■ **Task instructions**
Return every line below that contains the string "wheel", copied verbatim.

■ **Information given**
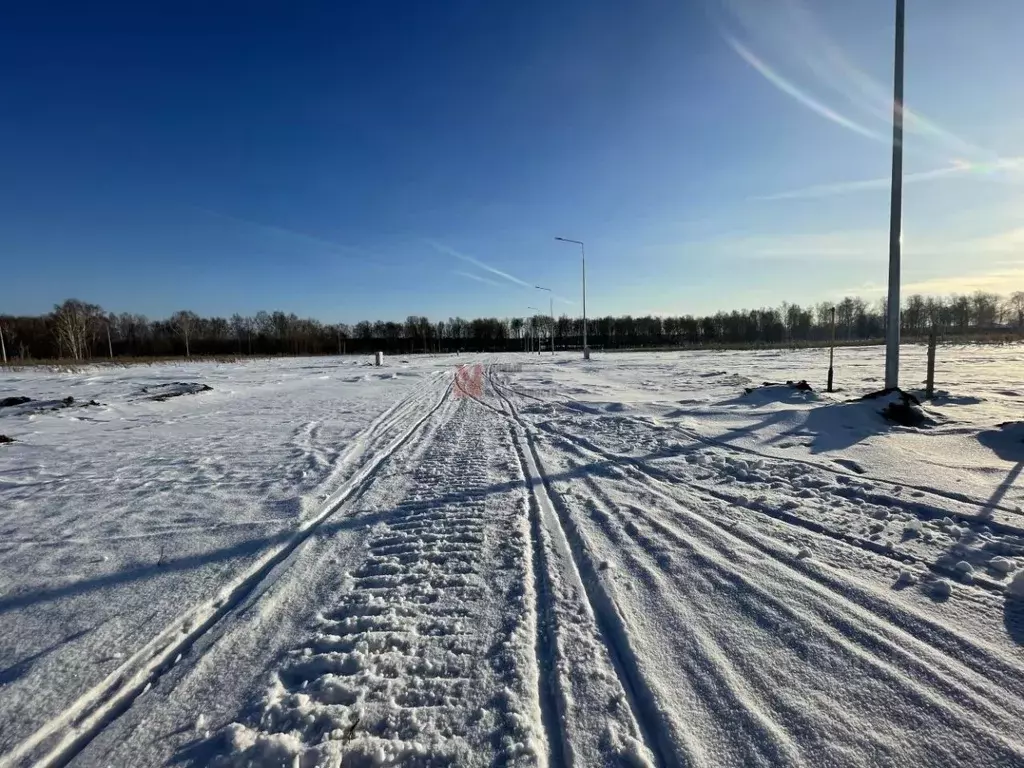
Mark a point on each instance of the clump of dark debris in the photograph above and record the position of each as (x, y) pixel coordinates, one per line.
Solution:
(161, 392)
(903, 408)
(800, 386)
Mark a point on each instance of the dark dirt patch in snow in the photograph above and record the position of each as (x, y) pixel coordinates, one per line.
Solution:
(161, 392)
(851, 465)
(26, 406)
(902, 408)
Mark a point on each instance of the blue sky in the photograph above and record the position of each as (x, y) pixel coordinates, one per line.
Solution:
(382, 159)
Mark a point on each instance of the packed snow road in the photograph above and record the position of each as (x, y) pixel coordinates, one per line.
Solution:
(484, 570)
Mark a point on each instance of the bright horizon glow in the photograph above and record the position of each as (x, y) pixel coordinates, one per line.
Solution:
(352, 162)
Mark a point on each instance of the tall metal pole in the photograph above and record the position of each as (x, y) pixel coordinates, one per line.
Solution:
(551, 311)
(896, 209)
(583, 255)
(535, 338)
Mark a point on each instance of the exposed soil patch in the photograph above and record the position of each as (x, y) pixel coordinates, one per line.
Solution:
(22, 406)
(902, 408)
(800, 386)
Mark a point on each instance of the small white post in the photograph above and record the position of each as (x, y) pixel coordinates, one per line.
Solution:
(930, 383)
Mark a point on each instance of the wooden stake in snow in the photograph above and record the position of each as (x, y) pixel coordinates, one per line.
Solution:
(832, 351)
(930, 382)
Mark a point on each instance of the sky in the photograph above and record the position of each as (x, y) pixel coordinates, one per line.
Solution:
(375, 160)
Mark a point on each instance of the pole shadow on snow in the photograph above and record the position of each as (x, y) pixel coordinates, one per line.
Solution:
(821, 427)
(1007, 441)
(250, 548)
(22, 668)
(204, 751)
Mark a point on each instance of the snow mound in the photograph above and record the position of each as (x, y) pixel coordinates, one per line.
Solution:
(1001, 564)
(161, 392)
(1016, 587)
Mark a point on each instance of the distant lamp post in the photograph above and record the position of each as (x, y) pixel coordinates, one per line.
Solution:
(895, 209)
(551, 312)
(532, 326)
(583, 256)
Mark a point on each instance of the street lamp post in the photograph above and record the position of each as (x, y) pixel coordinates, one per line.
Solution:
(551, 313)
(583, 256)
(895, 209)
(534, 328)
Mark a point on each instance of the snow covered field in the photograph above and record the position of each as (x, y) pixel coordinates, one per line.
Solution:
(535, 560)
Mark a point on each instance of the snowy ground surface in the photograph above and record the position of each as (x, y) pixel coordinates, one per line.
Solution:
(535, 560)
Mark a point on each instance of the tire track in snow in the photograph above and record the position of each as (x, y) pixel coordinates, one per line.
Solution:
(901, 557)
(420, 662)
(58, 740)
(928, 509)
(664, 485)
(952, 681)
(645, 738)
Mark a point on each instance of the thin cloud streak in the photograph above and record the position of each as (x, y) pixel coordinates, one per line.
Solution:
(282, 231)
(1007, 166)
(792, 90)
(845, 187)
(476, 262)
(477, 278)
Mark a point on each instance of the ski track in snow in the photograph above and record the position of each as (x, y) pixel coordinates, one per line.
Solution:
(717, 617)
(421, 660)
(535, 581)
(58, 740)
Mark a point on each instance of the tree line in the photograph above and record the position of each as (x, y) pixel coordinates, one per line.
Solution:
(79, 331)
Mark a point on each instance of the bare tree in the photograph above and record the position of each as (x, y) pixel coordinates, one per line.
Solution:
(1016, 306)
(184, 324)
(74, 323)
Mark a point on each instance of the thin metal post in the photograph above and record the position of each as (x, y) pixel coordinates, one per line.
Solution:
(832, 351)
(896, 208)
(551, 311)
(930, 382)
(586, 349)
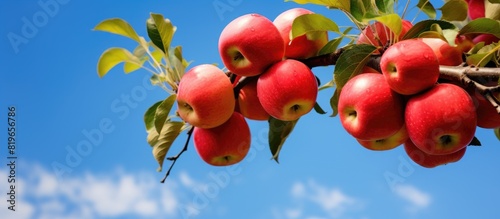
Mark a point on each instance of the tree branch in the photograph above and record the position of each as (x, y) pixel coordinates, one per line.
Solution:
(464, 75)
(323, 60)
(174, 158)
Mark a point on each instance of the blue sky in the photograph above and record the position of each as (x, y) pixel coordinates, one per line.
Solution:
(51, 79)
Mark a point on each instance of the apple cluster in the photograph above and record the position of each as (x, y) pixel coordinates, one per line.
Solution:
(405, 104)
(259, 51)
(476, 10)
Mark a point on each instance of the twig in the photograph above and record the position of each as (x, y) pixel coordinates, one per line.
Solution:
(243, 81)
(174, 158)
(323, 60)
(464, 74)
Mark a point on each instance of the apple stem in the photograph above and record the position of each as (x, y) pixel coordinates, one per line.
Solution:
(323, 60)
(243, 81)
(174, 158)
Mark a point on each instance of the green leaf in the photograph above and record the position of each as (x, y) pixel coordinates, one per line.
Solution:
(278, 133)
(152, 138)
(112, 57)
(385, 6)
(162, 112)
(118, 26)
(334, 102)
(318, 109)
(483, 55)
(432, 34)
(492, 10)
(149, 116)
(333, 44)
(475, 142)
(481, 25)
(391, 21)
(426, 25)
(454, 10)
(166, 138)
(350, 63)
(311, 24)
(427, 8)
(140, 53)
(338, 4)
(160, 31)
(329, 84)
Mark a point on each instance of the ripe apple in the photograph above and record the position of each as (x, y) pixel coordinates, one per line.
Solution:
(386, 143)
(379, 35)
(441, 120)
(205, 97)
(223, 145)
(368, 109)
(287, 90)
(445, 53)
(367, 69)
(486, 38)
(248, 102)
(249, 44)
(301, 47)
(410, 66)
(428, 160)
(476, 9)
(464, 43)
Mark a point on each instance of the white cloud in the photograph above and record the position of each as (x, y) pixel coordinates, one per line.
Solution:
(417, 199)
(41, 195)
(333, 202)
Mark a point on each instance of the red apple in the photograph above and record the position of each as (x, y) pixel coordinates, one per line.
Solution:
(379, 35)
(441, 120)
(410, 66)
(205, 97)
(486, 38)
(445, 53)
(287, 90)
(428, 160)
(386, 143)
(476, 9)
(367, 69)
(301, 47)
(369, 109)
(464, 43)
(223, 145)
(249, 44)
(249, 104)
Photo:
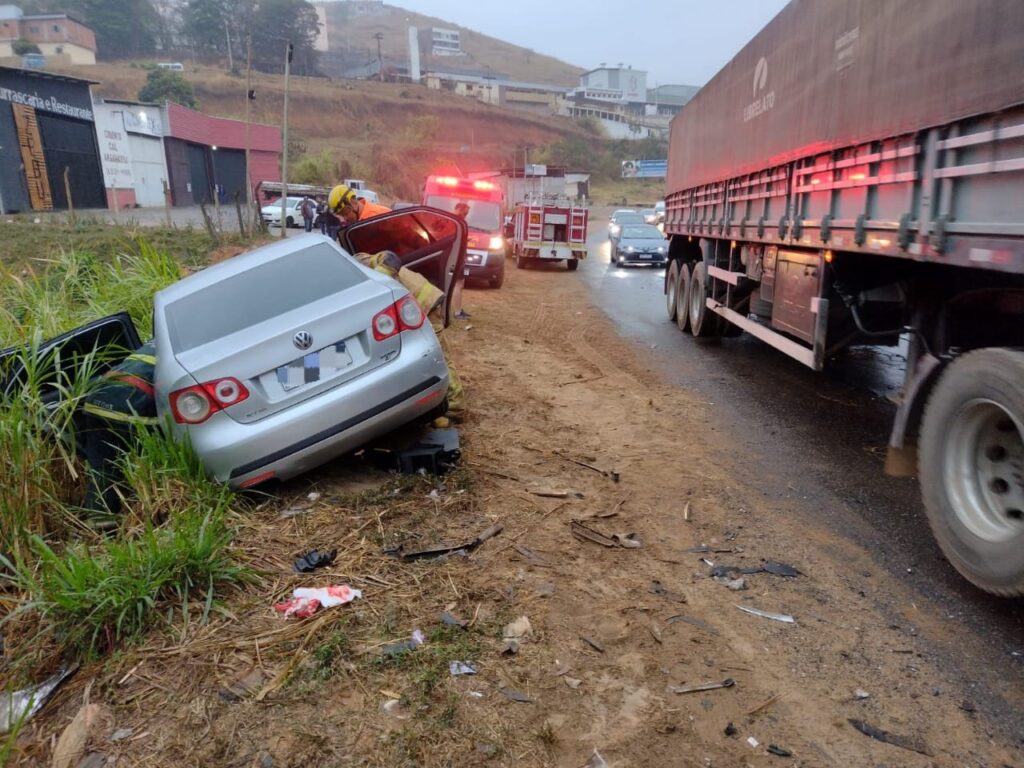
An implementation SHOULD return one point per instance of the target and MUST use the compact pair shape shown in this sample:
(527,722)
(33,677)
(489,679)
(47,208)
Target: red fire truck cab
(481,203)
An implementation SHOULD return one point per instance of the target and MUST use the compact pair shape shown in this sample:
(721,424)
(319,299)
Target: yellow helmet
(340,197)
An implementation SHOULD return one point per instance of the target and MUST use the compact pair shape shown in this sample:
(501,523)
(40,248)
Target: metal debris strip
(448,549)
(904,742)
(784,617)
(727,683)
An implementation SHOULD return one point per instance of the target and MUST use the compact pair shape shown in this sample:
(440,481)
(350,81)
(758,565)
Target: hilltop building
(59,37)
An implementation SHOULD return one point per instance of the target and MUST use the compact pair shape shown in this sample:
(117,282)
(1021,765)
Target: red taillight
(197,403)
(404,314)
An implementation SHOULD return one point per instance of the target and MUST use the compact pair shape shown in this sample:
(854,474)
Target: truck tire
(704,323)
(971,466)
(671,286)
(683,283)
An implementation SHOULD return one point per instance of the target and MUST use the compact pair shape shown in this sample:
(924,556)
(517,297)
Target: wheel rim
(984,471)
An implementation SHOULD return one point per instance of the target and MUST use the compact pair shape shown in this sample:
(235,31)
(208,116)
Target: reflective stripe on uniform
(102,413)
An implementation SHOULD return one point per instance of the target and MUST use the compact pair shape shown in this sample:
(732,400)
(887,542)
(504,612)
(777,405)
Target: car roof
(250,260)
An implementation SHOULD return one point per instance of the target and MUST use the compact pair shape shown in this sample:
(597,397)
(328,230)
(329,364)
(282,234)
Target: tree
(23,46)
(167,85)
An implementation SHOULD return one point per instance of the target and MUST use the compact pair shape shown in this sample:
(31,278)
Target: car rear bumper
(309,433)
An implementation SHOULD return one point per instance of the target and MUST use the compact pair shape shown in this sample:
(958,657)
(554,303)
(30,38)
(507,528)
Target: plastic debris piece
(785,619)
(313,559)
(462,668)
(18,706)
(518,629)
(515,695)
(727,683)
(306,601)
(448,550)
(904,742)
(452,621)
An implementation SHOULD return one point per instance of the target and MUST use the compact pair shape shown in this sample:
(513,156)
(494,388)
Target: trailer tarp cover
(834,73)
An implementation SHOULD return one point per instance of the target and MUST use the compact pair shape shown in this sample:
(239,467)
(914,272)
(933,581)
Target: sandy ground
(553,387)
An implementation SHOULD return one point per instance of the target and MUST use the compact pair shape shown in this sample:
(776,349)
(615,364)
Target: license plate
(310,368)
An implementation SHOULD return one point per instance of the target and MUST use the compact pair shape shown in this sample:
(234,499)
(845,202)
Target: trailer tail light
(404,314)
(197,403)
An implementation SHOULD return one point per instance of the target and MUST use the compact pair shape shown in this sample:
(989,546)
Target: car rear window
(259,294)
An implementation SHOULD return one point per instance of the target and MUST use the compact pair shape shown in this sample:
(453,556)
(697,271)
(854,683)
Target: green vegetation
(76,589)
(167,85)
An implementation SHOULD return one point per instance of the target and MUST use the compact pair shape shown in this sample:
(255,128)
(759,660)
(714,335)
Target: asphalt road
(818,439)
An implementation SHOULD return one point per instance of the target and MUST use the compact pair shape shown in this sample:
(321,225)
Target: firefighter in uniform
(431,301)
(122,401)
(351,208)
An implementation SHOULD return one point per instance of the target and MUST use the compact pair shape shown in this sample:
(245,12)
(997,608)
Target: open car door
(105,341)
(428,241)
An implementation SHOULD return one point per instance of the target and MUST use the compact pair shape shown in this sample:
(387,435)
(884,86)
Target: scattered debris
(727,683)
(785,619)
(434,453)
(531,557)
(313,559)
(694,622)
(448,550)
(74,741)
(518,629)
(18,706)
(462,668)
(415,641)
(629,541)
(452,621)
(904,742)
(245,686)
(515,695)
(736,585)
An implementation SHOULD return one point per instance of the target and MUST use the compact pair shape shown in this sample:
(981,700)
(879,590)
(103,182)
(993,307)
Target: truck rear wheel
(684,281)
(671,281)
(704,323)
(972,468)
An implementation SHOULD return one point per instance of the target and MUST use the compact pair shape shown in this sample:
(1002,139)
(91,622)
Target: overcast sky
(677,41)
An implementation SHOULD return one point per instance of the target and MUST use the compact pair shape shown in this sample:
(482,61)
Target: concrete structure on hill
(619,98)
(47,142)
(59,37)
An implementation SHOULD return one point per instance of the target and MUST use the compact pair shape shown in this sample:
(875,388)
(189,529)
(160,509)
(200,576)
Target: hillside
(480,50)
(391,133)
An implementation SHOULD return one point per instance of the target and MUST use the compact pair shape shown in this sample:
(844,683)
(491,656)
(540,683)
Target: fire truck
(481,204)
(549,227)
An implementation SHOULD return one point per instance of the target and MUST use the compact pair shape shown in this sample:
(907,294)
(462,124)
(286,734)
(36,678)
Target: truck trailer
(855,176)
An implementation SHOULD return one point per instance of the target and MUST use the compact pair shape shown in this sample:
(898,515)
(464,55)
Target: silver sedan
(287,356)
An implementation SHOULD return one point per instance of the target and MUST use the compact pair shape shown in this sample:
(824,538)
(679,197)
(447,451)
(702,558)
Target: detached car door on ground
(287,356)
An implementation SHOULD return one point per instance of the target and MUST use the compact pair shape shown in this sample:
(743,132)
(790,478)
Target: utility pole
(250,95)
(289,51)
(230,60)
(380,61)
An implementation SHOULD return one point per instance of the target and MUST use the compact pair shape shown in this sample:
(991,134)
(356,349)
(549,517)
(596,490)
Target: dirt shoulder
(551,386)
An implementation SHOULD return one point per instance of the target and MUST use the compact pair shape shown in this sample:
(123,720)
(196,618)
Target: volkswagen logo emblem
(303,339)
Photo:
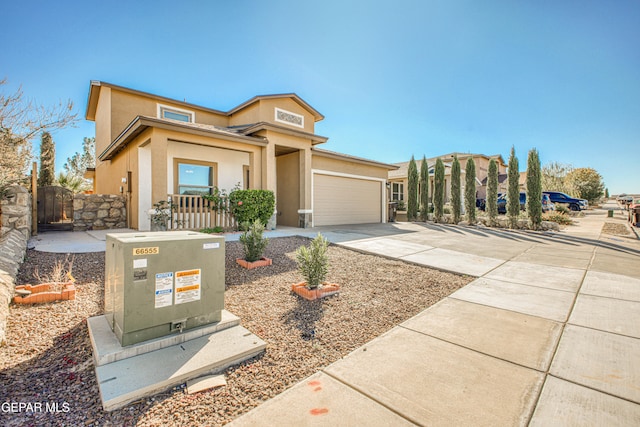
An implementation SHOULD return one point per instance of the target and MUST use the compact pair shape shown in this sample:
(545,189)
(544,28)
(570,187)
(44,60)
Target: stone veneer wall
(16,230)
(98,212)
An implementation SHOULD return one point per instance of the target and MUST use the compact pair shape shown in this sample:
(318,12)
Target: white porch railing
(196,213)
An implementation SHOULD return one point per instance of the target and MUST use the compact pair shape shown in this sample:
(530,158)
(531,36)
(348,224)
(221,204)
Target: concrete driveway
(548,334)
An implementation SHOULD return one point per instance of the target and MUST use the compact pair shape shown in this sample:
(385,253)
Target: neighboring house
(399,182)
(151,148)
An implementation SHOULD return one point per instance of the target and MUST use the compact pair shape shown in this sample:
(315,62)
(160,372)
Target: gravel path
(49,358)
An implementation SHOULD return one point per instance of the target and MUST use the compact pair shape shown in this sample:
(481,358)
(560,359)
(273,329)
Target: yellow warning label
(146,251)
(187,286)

■ **Result of the exercise**
Target: wheel rim
Target: truck rear wheel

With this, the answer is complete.